### Texto propuesto
####

Como no se compite en belleza y en esto de reciclar nadie es menos que nadie, reconociendo la absoluta estupidez de todos, (única receta para aprender según Socrates...) dejamos el premio vacío. Lo que equivale a reconocer que todos estáis llenos, pues este blog se hizo entre tod@s. GRACIAS.
Si se saca energía, tal vez se convoque a los locos/as soñadores a caminar y recitar algunos de estos poemas en un vertedero de verdad, eso sí, luego caminaríamos en dirección a un paisaje limpio y bello. No prometo nada. La fortuna dirá. Eso no resta para que me sienta orgulloso de tod@s.
Las razones por las que se hizo este falso concurso, las encontrarás en este trozo reciclativo:
Extracto ELOGIO DE LA NECEDAD de ERASMO de ROTTERDAM.
Los oradores, aunque alguna vez
se apartan de mis principios y se relacionan algo con los filósofos, me pertenecen,
a pesar de todo, por diversas causas. Citaré solamente una: ¿No dicen continuamente
infinidad de tonterías? Además, ¿No han escrito largos y serios trabajos sobre el arte de
bromear? El autor, quienquiera que sea, que dedicó a Herenio su tratado sobre el Arte
de hablar, considera la locura entre el número de las bromas. Demóstenes, el príncipe
de los oradores, ha escrito sobre la risa un capítulo más largo que La Iliada.
En fin, están tan persuadidos del poder de la
locura que creen que una broma es con frecuencia más adecuada para
resolver una dificultad que los razonamientos más serios. Nadie me discutirá que
son las bromas el mejor medio para hacer reír.

####

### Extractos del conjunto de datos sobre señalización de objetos
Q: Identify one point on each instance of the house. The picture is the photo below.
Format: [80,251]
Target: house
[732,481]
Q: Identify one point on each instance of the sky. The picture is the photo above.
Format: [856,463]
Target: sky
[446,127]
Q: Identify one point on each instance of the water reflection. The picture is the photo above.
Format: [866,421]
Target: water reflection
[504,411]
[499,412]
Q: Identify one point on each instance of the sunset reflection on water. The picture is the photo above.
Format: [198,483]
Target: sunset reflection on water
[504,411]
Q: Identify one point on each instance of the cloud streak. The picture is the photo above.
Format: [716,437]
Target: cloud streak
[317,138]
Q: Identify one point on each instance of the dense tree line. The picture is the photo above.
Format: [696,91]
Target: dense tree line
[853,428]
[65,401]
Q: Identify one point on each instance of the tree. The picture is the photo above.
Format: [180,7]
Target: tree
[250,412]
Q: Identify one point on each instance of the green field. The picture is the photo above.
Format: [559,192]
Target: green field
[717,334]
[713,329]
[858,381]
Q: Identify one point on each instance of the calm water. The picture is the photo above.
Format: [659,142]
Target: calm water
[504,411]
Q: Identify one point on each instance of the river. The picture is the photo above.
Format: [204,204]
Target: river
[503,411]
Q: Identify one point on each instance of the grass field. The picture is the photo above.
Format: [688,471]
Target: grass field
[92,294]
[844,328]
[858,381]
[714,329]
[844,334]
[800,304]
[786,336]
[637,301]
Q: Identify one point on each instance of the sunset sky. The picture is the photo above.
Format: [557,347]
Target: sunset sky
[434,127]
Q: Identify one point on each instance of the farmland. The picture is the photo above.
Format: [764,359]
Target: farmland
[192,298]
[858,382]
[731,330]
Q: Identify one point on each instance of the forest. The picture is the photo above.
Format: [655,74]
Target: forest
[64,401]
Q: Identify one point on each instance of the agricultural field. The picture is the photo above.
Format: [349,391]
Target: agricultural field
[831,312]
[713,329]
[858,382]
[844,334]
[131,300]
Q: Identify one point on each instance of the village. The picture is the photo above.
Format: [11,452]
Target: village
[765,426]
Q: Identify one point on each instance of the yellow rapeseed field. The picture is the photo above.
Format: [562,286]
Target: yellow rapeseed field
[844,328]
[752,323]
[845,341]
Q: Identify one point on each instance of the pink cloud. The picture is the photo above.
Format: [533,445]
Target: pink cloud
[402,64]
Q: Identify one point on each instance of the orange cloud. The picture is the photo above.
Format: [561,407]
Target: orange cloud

####

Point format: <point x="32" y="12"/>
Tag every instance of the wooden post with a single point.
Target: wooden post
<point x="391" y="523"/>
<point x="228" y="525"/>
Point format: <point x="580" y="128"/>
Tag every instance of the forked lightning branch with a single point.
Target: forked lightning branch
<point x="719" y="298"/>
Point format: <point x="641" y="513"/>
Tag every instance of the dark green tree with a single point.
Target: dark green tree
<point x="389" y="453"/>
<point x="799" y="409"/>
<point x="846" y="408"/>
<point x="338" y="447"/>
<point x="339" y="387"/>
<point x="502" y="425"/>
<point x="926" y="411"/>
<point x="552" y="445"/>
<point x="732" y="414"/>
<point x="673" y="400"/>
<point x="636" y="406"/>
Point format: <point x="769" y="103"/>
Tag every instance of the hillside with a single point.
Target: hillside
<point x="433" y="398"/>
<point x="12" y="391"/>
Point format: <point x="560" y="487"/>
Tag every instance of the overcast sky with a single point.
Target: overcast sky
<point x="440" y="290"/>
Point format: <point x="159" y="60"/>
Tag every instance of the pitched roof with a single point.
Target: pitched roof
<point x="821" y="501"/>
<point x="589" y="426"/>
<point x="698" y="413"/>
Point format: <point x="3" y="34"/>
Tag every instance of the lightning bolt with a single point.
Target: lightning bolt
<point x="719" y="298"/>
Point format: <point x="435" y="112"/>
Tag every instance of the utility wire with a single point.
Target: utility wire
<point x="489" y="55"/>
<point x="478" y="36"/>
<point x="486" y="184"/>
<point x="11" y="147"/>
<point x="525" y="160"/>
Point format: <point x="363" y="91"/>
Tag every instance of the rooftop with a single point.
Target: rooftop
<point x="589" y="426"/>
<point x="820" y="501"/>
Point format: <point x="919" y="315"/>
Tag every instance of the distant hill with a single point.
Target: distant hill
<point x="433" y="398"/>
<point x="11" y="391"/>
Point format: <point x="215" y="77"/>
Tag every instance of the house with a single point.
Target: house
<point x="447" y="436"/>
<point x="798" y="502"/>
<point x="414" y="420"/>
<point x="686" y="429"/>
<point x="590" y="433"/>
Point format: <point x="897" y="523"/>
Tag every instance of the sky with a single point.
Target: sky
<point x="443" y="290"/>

####

### Tareas pendientes
1/ Copie del texto propuesto el fragmento que va desde "Si se saca energía, tal" hasta "ERASMO de ROTTERDAM.", ambos incluidos.
2/ Sustituya "Target" por "Object" en los registros, desde la línea que contiene "Q: Identify one point on each instance of the village." hasta la línea que contiene "Target: orange cloud", ambas incluidas, sin alterar nada más. Entregue únicamente esas líneas.

### Ejercicio resuelto
1/
Si se saca energía, tal vez se convoque a los locos/as soñadores a caminar y recitar algunos de estos poemas en un vertedero de verdad, eso sí, luego caminaríamos en dirección a un paisaje limpio y bello. No prometo nada. La fortuna dirá. Eso no resta para que me sienta orgulloso de tod@s.
Las razones por las que se hizo este falso concurso, las encontrarás en este trozo reciclativo:
Extracto ELOGIO DE LA NECEDAD de ERASMO de ROTTERDAM.

2/
Q: Identify one point on each instance of the village. The picture is the photo above.
Format: [11,452]
Object: village
[765,426]
Q: Identify one point on each instance of the yellow rapeseed field. The picture is the photo above.
Format: [562,286]
Object: yellow rapeseed field
[844,328]
[752,323]
[845,341]
Q: Identify one point on each instance of the pink cloud. The picture is the photo above.
Format: [533,445]
Object: pink cloud
[402,64]
Q: Identify one point on each instance of the orange cloud. The picture is the photo above.
Format: [561,407]
Object: orange cloud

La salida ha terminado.